Extract:

>>

A peristaltic pump is used for solving difficult fluid handling problems and is especially useful when handling sterile, shear-sensitive or high-purity fluids. The design inherently exposes the fluid to only one component — the tubing — which can be specifically selected for the liquid being pumped or regulatory requirements. Exposure to only one component ensures compatibility of the fluid path when the correct tubing material is selected. This prevents contamination and early failure of the tubing. The peristaltic pump can pump continuously or dispense in defined amounts. The peristaltic pump system is a positive displacement pump and includes three components: the drive, pump head and tubing.

How do peristaltic pumps work?

Since the tubing is the only system component that comes in contact with the fluid, peristaltic pumps are easy to clean, have excellent priming abilities and are well-suited for many different applications from chemical feed to medical devices and pharmaceutical production. However, when the tubing is replaced for preventive maintenance or a new single-use application, operators are required to open the pump head. This action exposes the rollers.

Figure 2. The rollers on the rotor move across the tubing, pushing the fluid. The tubing behind the rollers recovers its shape, creates a vacuum and draws fluid in behind it.

Until recently, most peristaltic pumps relied on the operator to shut down or turn off the pump motor prior to servicing. This is considered a standard operating procedure when working with electromechanical devices. Cutting the power or shutting down helps prevent inadvertent operation of the device.

Figure 3. A “pillow” of fluid is formed between the rollers. This is specific to the inside diameter of the tubing and the geometry of the rotor. Flow rate is determined by multiplying speed by the size of the pillow. This pillow stays fairly constant except with extremely viscous fluids.

Peristaltic pumps need to have the tubing serviced and replaced periodically. In some older pumps, the pump head needs to be removed to replace the tubing. Newer pumps with easy loading capability allow the operator to replace the tubing with the pump head still mounted to the drive. With this advancement, the potential for exposure to a rotating rotor became evident. The industry’s increasing regulatory and safety focus drove an opportunity for improving workplace ergonomics and the development of the open-head sensor interlock feature.

A typical pump system equipped with an open-head sensor interlock. The pump and drive form an integrated package that stops pump rotation when the head is opened.

Providing an extra layer of protection

Integrated open-head sensor interlocks provide added protection for technicians and operators tasked with tubing changes and routine maintenance in busy production environments. This new feature is particularly beneficial for peristaltic pumps operating in a system where a programmable logic controller (PLC) or supervisory control and data acquisition (SCADA) system can control the pumps from a remote location. Unexpected remote actuation of the pump is prevented by the open-head sensor interlock, similar to lockout/ tagout procedures. Openhead sensor interlocks can also safeguard inexperienced or infrequent users of peristaltic pumps from injury while loading or changing tubing. This sensor technology couples with quick-loading pump heads to shut down the drive when the pump head is opened, eliminating the exposure to moving rollers connected to the drive shaft.

<<

Problem 1:
Can you reproduce, word for word, the part of the peristaltic pump text between "Figure 3. A" and "sensor interlock feature.", inclusive?
Problem 2:
Can you carry on the peristaltic pump text, starting right after its final sentence?

Material shown:
>>

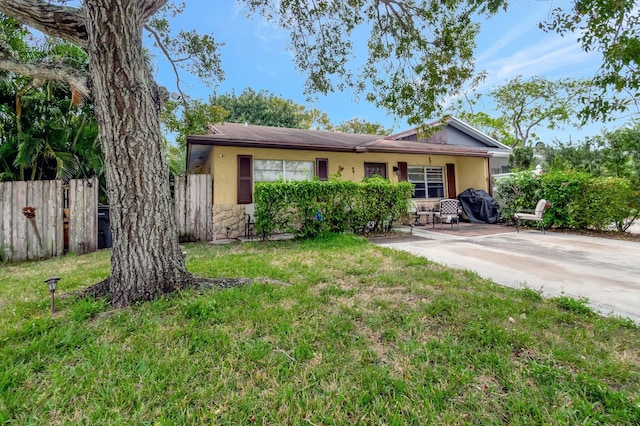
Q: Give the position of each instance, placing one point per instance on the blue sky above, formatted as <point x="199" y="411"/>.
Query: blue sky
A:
<point x="255" y="55"/>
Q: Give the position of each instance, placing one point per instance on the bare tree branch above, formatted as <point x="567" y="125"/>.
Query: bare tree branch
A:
<point x="150" y="7"/>
<point x="77" y="79"/>
<point x="171" y="60"/>
<point x="58" y="21"/>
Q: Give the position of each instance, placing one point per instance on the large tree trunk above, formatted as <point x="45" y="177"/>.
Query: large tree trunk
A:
<point x="147" y="261"/>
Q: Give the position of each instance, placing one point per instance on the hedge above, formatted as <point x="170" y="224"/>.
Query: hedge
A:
<point x="309" y="208"/>
<point x="577" y="199"/>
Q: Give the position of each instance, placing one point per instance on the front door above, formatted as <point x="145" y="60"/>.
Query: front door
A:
<point x="451" y="181"/>
<point x="375" y="169"/>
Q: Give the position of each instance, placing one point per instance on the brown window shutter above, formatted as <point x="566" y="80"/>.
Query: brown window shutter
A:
<point x="245" y="179"/>
<point x="322" y="168"/>
<point x="402" y="177"/>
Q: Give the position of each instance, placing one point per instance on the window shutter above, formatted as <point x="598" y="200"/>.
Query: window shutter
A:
<point x="403" y="176"/>
<point x="245" y="179"/>
<point x="322" y="168"/>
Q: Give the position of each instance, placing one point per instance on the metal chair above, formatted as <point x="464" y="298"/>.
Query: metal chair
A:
<point x="449" y="210"/>
<point x="249" y="213"/>
<point x="536" y="216"/>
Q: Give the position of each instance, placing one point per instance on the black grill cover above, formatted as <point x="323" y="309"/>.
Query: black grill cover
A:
<point x="478" y="206"/>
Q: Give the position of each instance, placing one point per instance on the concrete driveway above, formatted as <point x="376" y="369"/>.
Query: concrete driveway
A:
<point x="607" y="272"/>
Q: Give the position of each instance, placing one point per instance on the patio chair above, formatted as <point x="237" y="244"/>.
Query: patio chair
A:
<point x="536" y="216"/>
<point x="449" y="211"/>
<point x="250" y="220"/>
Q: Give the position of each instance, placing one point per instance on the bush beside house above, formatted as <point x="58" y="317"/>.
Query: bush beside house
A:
<point x="308" y="208"/>
<point x="577" y="200"/>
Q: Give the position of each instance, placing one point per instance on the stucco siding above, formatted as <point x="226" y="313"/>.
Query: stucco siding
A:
<point x="470" y="171"/>
<point x="459" y="138"/>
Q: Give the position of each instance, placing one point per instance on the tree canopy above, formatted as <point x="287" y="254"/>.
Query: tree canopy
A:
<point x="612" y="28"/>
<point x="419" y="52"/>
<point x="523" y="106"/>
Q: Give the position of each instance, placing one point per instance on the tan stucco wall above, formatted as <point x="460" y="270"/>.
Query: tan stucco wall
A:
<point x="470" y="171"/>
<point x="470" y="174"/>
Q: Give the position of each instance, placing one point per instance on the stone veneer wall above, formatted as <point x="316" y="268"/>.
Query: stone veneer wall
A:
<point x="228" y="217"/>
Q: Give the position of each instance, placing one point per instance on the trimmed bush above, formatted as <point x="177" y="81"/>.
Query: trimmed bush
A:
<point x="309" y="208"/>
<point x="577" y="199"/>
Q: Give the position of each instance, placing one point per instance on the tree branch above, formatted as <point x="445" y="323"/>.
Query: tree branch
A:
<point x="168" y="55"/>
<point x="58" y="21"/>
<point x="75" y="78"/>
<point x="150" y="7"/>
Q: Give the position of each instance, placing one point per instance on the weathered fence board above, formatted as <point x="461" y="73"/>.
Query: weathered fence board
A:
<point x="83" y="215"/>
<point x="22" y="238"/>
<point x="193" y="207"/>
<point x="31" y="238"/>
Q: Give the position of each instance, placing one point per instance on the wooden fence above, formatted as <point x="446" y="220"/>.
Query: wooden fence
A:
<point x="43" y="235"/>
<point x="193" y="206"/>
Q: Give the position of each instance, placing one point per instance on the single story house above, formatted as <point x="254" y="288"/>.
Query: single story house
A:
<point x="451" y="160"/>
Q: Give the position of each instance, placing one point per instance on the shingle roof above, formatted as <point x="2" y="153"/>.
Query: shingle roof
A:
<point x="241" y="135"/>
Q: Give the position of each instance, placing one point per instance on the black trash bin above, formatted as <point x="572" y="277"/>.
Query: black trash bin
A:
<point x="104" y="228"/>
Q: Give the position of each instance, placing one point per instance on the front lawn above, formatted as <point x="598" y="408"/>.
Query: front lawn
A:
<point x="344" y="332"/>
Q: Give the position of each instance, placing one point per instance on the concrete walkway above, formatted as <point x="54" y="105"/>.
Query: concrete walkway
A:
<point x="607" y="272"/>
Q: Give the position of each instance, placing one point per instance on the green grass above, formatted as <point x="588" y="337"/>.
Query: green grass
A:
<point x="356" y="334"/>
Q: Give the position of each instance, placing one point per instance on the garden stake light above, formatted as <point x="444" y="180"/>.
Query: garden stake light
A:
<point x="51" y="282"/>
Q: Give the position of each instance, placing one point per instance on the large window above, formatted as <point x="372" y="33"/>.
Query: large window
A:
<point x="428" y="181"/>
<point x="272" y="170"/>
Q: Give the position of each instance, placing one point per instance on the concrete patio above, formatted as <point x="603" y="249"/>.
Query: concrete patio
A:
<point x="605" y="271"/>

<<

Task response 1:
Figure 3. A “pillow” of fluid is formed between the rollers. This is specific to the inside diameter of the tubing and the geometry of the rotor. Flow rate is determined by multiplying speed by the size of the pillow. This pillow stays fairly constant except with extremely viscous fluids.

Peristaltic pumps need to have the tubing serviced and replaced periodically. In some older pumps, the pump head needs to be removed to replace the tubing. Newer pumps with easy loading capability allow the operator to replace the tubing with the pump head still mounted to the drive. With this advancement, the potential for exposure to a rotating rotor became evident. The industry’s increasing regulatory and safety focus drove an opportunity for improving workplace ergonomics and the development of the open-head sensor interlock feature.

Task response 2:
An open-head sensor interlock and drive connection

In addition, a stand-alone sensor system is an option for owners who have peristaltic pumps without integrated open-head sensor interlocks. When an operator opens the pump head (intentionally or accidentally), power is removed from the pump drive that is connected to an interlock box. Power to the pump drive will not be restored until the operator closes the pump head.

The stand-alone system is comprised of an interlock control box and a new open-head sensor interlock pump head. The pump head with the open-head sensor interlock easily connects to the interlock control box that houses a control board that contains suitable relays for cutting off line voltage when the pump head is opened. If the pump head is opened during operation, the interlock control box instantly shuts down the drive. Power to the pump drive will not be restored until the operator closes the opened pump head. An indicator light on the box provides a visual status of the condition of the sensed head.

A stand-alone system allows peristaltic pumps in the field to be equipped with the open-head sensor interlock feature.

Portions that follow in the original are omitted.